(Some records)
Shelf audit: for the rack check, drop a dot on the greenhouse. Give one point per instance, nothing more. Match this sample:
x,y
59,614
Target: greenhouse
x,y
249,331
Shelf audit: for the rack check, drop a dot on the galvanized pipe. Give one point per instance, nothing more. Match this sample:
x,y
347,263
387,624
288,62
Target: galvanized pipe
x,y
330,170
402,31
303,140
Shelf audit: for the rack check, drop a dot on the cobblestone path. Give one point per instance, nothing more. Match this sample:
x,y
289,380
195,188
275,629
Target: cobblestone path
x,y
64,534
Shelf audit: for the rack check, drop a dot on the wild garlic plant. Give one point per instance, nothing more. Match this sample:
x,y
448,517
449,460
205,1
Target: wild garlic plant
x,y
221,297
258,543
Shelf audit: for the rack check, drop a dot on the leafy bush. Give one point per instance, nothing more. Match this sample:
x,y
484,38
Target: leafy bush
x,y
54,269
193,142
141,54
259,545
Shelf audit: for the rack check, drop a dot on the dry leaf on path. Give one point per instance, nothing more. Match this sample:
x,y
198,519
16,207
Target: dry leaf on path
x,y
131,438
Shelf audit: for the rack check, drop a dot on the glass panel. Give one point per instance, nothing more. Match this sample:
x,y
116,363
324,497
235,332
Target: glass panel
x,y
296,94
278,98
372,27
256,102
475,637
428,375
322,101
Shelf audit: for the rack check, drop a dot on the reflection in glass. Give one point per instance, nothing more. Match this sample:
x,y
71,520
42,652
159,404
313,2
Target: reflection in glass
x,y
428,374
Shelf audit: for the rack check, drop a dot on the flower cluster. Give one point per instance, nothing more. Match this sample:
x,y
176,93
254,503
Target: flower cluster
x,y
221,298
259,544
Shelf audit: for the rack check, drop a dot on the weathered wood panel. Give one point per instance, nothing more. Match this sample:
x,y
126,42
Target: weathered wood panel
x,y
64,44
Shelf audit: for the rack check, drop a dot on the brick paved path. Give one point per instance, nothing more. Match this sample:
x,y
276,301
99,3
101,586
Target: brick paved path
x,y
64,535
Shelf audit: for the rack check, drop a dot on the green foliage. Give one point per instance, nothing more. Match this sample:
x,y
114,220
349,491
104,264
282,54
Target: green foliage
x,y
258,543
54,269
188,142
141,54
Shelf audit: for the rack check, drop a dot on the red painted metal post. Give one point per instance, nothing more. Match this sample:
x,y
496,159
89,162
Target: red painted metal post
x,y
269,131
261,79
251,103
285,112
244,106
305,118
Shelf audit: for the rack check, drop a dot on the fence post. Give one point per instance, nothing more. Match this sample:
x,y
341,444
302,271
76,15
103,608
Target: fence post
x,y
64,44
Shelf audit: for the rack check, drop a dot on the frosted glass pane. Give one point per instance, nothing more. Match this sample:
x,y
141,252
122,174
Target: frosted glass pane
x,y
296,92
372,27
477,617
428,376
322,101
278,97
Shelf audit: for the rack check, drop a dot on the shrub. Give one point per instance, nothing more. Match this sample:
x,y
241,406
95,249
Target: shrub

==

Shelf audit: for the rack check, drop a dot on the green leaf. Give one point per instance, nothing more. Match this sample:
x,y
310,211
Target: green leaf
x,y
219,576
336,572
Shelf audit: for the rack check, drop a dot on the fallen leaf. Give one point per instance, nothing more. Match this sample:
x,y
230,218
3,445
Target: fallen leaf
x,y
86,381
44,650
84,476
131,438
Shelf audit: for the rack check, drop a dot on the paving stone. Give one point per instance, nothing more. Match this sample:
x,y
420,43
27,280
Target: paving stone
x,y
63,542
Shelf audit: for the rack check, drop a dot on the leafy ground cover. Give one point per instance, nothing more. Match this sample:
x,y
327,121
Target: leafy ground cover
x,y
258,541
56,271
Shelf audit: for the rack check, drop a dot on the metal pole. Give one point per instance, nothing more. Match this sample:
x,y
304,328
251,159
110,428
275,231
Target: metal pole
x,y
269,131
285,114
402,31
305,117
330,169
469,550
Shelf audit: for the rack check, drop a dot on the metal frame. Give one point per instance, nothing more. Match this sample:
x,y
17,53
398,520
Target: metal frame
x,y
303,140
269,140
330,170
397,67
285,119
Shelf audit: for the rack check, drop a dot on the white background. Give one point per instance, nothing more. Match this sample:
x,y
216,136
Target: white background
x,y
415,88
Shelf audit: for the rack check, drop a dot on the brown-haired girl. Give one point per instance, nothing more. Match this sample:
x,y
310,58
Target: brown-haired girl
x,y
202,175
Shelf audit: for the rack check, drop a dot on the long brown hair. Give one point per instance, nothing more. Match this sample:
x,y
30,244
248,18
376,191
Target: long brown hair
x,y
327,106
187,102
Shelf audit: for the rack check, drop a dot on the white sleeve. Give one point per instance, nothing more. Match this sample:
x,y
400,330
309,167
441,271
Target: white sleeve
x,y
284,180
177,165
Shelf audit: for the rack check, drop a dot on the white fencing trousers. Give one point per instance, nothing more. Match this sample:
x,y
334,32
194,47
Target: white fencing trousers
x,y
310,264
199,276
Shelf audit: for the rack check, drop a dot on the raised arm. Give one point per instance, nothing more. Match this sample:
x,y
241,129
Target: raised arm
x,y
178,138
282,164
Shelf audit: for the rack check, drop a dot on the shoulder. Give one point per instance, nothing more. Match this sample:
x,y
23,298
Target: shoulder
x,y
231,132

* * *

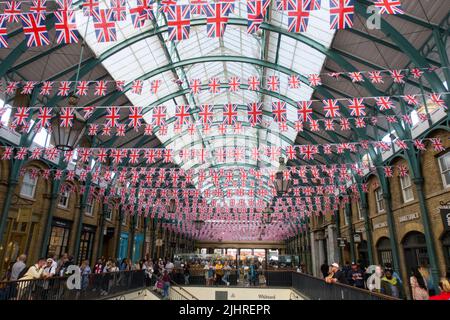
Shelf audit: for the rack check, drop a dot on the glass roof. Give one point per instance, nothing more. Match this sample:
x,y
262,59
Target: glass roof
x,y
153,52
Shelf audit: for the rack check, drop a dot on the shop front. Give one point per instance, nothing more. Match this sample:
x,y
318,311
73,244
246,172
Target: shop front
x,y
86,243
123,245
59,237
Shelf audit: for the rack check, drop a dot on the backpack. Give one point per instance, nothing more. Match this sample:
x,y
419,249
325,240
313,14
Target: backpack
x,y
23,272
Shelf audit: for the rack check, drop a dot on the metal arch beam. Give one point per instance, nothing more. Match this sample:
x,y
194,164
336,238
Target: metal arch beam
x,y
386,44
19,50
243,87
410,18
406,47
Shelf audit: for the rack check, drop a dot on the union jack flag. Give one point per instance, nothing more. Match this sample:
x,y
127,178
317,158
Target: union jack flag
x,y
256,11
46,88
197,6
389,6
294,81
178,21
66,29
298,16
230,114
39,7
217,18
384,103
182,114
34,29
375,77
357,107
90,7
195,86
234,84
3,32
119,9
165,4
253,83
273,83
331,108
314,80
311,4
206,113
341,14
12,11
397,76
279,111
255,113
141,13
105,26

_Given instruction_
Please render the records as a numbered list, starting at the line that contains "on the brick" and stopping after the line that contains "Target: shrub". Leave out any blank lines.

_Output below_
1. Shelf audit: for the rack check, drop a dot on the brick paved path. Give one point per instance, nothing more. Match this sample:
2. x,y
3. 276,301
4. 99,3
5. 101,586
6. Target: brick paved path
7. x,y
8. 64,535
9. Shelf audit: for the rack check, drop a dot on the green foliage. Give one point per instance, nothing more. Match this sample:
10. x,y
11. 114,220
12. 349,491
13. 104,264
14. 282,54
15. Target: green foliage
16. x,y
17. 258,543
18. 54,269
19. 188,142
20. 141,54
21. Shelf audit: for the rack check, drop a dot on the red painted metal post. Give one point per instance, nothing more. Match this sample:
22. x,y
23. 496,159
24. 89,162
25. Target: red painted metal post
26. x,y
27. 269,131
28. 261,79
29. 251,103
30. 285,112
31. 244,106
32. 305,118
33. Shelf audit: for the rack check, drop a dot on the fence post. Give one point per instance, nothing more. Match this sample:
34. x,y
35. 341,444
36. 302,271
37. 76,15
38. 103,608
39. Target: fence post
40. x,y
41. 64,44
42. Shelf audit: for the rack check, drop a dot on the frosted glass pane. Give one point per instance, nothing more. Match this sample:
43. x,y
44. 141,252
45. 122,174
46. Target: frosted glass pane
47. x,y
48. 296,92
49. 372,27
50. 477,617
51. 428,376
52. 322,101
53. 278,97
54. Shelf audit: for the rack check, drop a dot on the shrub. Give one point per instance, nothing more. Match this sample:
55. x,y
56. 241,406
57. 95,249
58. Target: shrub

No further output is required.